Problem details> Lay out every line of the records below as a Markdown table with the columns Row and Line, numbering the rows and omitting blank lines. Leave the pictures out of the table.

Data for this exercise>
---------------

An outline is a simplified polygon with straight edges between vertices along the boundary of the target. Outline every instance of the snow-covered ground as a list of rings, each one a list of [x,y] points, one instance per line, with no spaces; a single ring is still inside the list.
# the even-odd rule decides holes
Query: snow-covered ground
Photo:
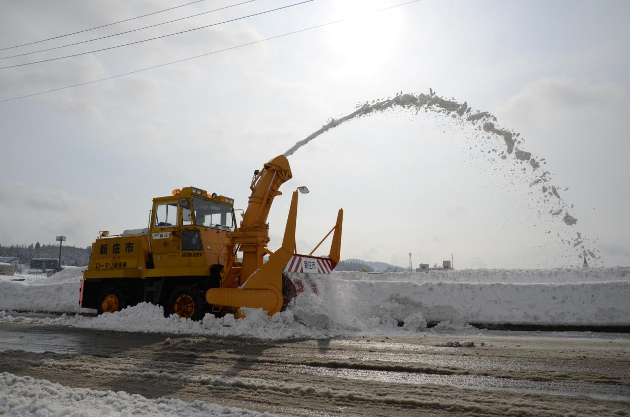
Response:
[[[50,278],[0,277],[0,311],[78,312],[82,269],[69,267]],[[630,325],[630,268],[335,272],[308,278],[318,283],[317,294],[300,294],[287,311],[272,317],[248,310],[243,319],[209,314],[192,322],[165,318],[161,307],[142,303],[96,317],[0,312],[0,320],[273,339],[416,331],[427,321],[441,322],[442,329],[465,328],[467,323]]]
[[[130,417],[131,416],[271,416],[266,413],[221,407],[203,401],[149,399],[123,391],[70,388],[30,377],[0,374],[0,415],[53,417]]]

---------------

Complete answer>
| Row | Line |
|---|---|
| 1 | An outline is a simplified polygon with straight edges between vertices along the boundary of the target. Outline every instance of the snow-covered ground as a list of rings, each one a list of [x,y] points, one instance per line, with no spaces; a single ring is still inside the list. |
| 2 | # the even-odd rule decides holes |
| 3 | Query: snow-covered ground |
| 4 | Photo: |
| 5 | Response: |
| 6 | [[[50,278],[0,277],[0,311],[78,312],[82,269],[69,267]],[[630,325],[630,268],[335,272],[308,278],[318,283],[317,294],[300,294],[287,311],[272,317],[248,310],[243,319],[209,314],[192,322],[165,318],[161,307],[142,303],[96,317],[0,312],[0,320],[273,339],[416,331],[427,321],[441,322],[442,329],[465,328],[467,323]]] |
| 7 | [[[130,417],[131,416],[271,416],[266,413],[221,407],[203,401],[149,399],[123,391],[70,388],[30,377],[0,374],[0,415],[53,417]]] |